- WORK INSTRUCTIONS: Within these entries, how many lines contain the word "dress"? Answer with the number alone.
◆ ◆ ◆ ◆ ◆ ◆ ◆
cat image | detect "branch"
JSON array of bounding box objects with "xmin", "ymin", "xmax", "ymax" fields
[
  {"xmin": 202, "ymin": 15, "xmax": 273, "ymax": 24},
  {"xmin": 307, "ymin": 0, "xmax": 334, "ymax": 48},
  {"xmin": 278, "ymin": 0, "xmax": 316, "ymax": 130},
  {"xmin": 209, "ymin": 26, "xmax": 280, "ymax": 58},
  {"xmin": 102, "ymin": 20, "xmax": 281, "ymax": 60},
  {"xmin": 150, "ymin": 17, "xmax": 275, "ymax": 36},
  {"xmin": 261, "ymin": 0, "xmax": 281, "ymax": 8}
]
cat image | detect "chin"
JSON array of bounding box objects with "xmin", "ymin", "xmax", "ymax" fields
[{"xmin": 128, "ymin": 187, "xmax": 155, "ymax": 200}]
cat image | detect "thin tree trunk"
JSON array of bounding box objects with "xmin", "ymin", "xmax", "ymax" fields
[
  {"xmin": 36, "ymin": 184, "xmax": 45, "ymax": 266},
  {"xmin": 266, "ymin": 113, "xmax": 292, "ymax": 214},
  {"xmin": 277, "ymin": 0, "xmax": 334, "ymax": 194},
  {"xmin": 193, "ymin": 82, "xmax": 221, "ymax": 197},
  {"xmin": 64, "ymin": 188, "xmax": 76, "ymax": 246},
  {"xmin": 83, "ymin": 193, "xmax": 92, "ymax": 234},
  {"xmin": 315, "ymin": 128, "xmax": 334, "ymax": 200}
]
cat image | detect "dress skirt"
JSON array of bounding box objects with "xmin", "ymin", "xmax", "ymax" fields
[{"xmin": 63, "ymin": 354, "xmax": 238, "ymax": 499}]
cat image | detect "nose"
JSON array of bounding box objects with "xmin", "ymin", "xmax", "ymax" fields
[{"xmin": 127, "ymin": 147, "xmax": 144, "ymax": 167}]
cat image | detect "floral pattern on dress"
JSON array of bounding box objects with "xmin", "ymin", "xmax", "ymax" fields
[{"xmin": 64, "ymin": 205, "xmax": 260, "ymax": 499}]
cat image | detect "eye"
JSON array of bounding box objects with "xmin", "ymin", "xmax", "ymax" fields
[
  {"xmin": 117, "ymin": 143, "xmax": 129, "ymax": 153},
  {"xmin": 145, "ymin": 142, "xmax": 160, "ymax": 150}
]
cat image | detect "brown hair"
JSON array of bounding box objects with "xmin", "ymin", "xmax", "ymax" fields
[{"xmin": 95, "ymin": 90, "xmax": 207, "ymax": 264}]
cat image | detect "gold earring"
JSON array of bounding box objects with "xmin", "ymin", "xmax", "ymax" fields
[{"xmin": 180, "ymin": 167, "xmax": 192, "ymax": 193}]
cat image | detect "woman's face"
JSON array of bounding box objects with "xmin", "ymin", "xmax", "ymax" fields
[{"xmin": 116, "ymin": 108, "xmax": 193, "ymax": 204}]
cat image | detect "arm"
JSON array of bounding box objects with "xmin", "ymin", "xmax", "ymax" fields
◆ ◆ ◆ ◆ ◆ ◆ ◆
- RESPONSE AREA: 2